◆ Source extract ◆
--------------------------------------------------
- Born: August 17, 1967 (age 59) Cairo, Egypt
- Education: Cairo University (1991)
- Occupations: Forensic pathologist, Forensic medical examiner
- Known for: Editor-in-Chief of the Egyptian Journal of Forensic Sciences

= Magdy Kharoshah =

Egyptian forensic pathologist

Magdy Kharoshah (born August 17, 1967) is an Egyptian forensic pathologist who is forensic medical examiner at the Bahrain Defense Force Hospital and the Military Court, Bahrain Royal Medical Services, Bahrain, and Editor-in-Chief of the Egyptian Journal of Forensic Sciences.

== Education ==
Kharoshsh, after graduating from the Cairo University, Faculty of Medicine in 1991, served as a forensic medical examiner at the Forensic Medicine Authority, Ministry of Justice, Egypt and at the Forensic Medicine Center in Dammam, Saudi Arabia in various capacities.

== Career==
In 2012, he was elected Vice President of the International Association of Law and Forensic Sciences. In 2014, he was elected as a Fellow of the Faculty of Forensic and Legal Medicine of the Royal College of Physicians, London.
--------------------------------------------------
◆ Data under study ◆
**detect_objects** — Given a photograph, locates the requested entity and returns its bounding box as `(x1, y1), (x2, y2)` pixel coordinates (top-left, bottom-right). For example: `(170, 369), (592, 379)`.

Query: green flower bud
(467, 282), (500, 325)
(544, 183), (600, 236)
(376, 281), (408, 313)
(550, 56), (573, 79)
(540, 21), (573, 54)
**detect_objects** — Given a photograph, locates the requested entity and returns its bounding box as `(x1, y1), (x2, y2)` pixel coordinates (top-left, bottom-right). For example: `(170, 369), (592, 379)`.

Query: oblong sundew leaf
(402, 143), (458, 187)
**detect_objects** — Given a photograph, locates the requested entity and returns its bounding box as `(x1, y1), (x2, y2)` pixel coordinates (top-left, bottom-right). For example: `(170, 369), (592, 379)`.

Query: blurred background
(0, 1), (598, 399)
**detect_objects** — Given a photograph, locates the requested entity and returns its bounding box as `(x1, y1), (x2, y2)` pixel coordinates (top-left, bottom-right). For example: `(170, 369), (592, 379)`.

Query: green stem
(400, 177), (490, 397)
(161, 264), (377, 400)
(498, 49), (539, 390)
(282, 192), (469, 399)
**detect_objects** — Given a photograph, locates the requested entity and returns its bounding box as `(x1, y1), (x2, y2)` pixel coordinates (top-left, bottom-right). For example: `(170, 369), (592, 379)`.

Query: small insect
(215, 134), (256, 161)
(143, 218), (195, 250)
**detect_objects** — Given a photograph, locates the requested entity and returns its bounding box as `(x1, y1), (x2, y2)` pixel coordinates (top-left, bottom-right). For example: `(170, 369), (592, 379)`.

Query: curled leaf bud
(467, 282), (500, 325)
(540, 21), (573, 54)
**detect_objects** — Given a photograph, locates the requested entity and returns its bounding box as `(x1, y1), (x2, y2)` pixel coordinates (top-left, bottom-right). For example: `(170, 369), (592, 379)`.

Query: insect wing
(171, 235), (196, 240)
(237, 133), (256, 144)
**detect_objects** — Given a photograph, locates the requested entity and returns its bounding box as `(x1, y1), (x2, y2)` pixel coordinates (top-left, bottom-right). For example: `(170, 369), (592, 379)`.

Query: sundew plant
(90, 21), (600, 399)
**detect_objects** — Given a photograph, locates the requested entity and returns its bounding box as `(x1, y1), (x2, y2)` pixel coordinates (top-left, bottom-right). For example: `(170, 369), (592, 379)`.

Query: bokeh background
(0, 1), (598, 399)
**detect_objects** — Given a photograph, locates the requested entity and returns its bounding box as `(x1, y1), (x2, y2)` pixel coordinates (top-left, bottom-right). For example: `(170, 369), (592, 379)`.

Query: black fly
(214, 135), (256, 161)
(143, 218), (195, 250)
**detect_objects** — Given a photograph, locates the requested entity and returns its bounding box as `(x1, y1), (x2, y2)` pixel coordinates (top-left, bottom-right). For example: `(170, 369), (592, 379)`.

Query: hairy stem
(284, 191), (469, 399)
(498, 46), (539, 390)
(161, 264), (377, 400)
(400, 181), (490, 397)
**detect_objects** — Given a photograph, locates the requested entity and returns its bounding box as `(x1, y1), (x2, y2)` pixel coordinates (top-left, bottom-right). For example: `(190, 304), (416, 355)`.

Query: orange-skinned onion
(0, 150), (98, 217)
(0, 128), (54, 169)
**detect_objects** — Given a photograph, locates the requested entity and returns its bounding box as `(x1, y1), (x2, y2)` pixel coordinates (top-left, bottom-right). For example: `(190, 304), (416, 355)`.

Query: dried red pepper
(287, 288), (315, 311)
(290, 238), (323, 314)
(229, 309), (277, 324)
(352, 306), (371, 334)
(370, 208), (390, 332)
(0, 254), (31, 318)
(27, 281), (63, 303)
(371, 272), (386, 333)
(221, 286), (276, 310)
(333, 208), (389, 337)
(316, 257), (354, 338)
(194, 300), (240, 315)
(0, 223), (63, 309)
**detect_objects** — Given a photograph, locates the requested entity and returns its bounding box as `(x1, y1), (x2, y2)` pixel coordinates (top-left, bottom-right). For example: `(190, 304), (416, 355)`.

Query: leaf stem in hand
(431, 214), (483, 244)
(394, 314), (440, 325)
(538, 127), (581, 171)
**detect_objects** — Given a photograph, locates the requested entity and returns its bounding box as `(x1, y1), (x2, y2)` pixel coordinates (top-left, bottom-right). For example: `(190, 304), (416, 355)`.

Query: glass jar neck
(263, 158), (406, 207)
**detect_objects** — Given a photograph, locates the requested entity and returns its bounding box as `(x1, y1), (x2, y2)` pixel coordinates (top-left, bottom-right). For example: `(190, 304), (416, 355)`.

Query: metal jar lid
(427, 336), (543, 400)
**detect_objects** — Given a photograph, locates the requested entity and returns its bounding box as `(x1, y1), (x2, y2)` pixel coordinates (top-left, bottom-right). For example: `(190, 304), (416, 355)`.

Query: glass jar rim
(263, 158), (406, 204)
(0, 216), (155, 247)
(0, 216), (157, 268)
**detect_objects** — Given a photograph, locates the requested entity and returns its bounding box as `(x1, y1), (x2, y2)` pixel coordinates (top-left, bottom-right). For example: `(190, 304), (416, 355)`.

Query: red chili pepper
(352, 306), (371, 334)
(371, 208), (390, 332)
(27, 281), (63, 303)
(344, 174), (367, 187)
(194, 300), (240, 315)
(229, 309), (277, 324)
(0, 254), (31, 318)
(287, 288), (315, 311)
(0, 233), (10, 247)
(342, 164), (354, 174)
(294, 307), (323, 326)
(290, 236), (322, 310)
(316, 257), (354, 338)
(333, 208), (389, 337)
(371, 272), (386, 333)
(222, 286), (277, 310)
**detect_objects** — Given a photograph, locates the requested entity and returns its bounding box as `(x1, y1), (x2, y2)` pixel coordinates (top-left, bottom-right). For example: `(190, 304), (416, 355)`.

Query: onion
--------------------------------------------------
◆ Directions for this task ◆
Print the Magdy Kharoshah biography above in full, with every line unchanged.

◆ Reply to the exercise ◆
- Born: August 17, 1967 (age 59) Cairo, Egypt
- Education: Cairo University (1991)
- Occupations: Forensic pathologist, Forensic medical examiner
- Known for: Editor-in-Chief of the Egyptian Journal of Forensic Sciences

= Magdy Kharoshah =

Egyptian forensic pathologist

Magdy Kharoshah (born August 17, 1967) is an Egyptian forensic pathologist who is forensic medical examiner at the Bahrain Defense Force Hospital and the Military Court, Bahrain Royal Medical Services, Bahrain, and Editor-in-Chief of the Egyptian Journal of Forensic Sciences.

== Education ==
Kharoshsh, after graduating from the Cairo University, Faculty of Medicine in 1991, served as a forensic medical examiner at the Forensic Medicine Authority, Ministry of Justice, Egypt and at the Forensic Medicine Center in Dammam, Saudi Arabia in various capacities.

== Career==
In 2012, he was elected Vice President of the International Association of Law and Forensic Sciences. In 2014, he was elected as a Fellow of the Faculty of Forensic and Legal Medicine of the Royal College of Physicians, London.